━━ Provided entries
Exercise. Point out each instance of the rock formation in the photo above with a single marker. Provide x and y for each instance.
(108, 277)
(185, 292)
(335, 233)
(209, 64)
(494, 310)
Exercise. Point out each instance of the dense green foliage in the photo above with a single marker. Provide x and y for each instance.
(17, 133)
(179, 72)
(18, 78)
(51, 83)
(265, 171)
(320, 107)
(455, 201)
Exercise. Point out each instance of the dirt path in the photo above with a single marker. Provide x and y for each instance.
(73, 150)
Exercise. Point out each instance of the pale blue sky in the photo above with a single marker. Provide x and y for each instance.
━━━━
━━ Provided entries
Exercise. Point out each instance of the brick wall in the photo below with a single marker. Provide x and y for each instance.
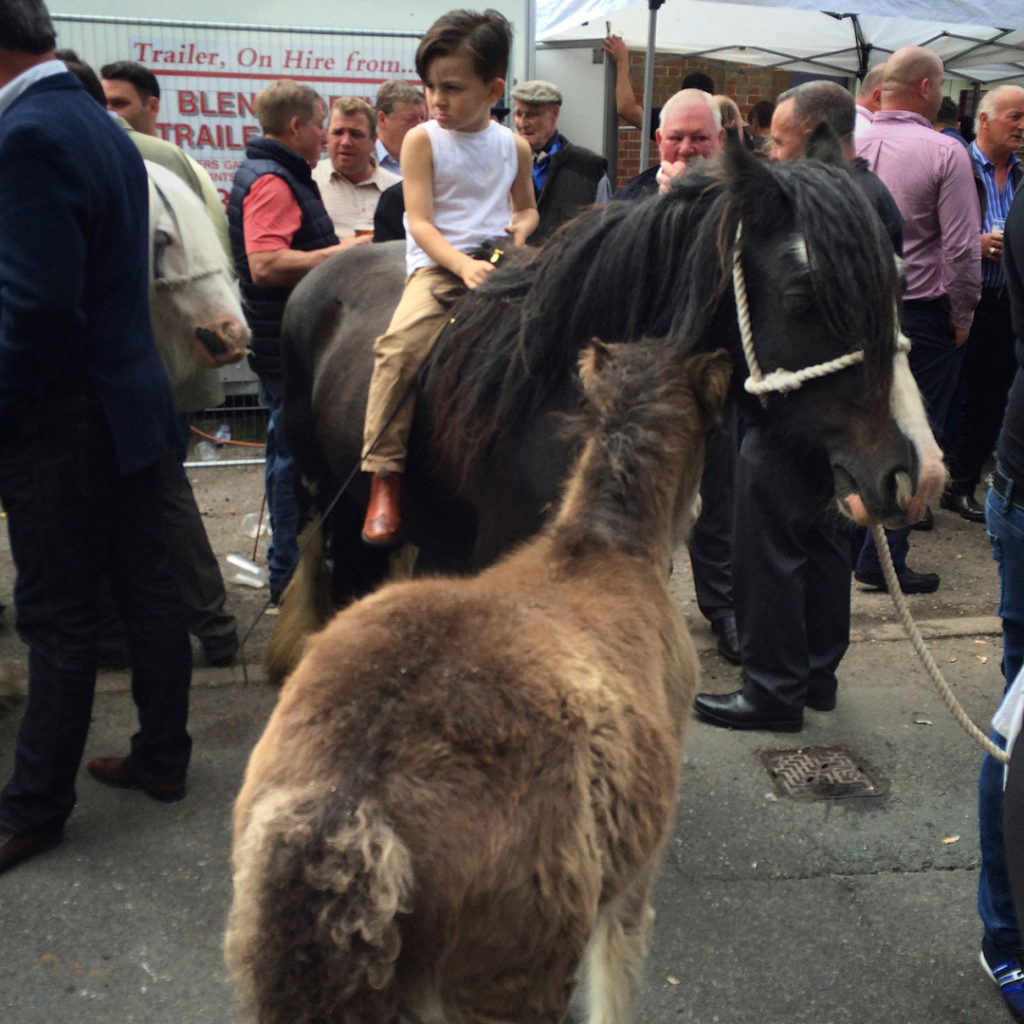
━━━━
━━ Provided entries
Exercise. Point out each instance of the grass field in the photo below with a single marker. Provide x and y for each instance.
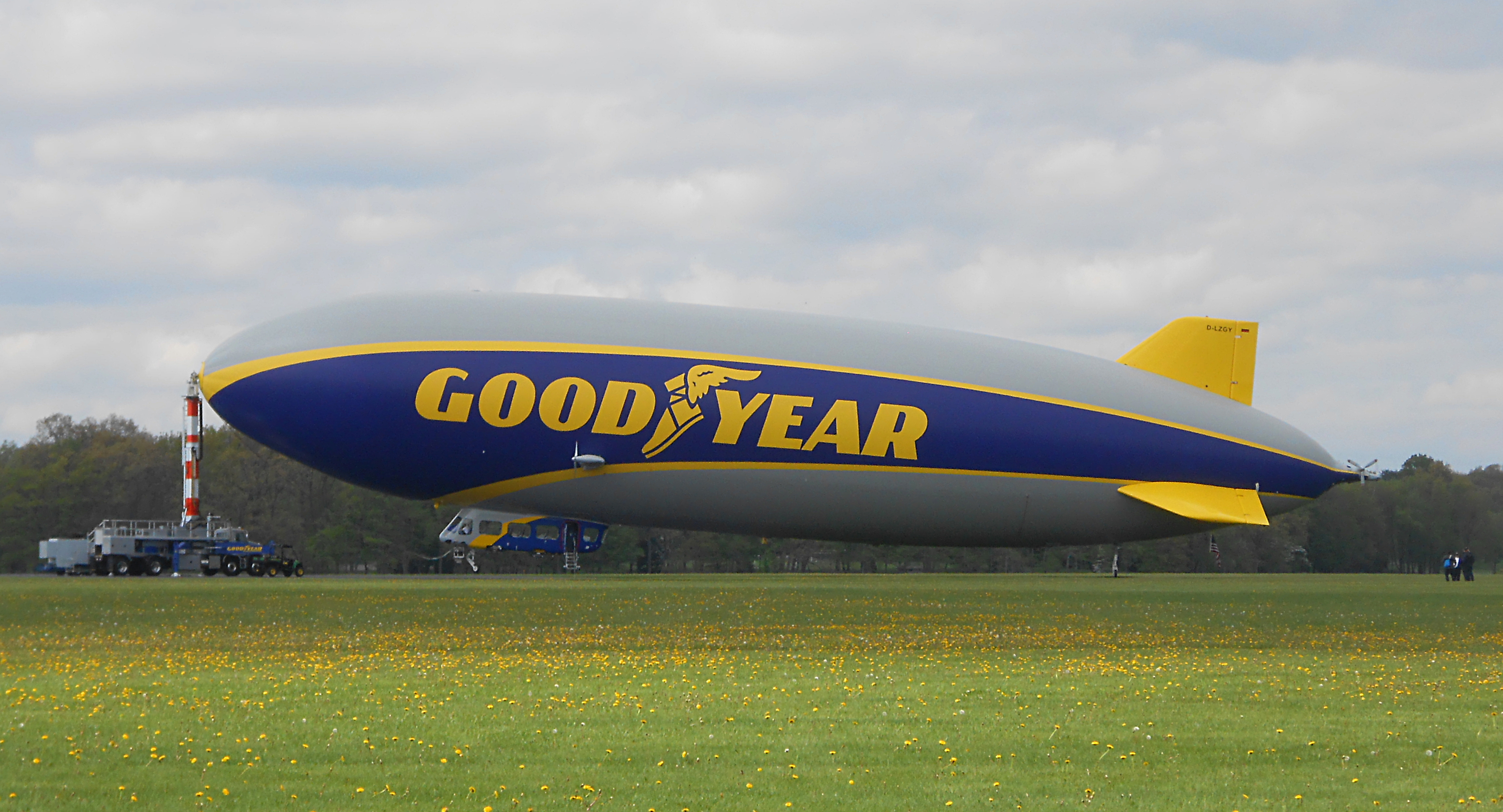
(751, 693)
━━━━
Select each line above that contains the string "below" and copy those lines in full.

Exercise. Point out each instance of the brick wall in the photo below with a single marker. Provide x and y for each instance.
Exercise. Point out each instance of the grass field in the photo below with a single marker. Provide x and y for each instance.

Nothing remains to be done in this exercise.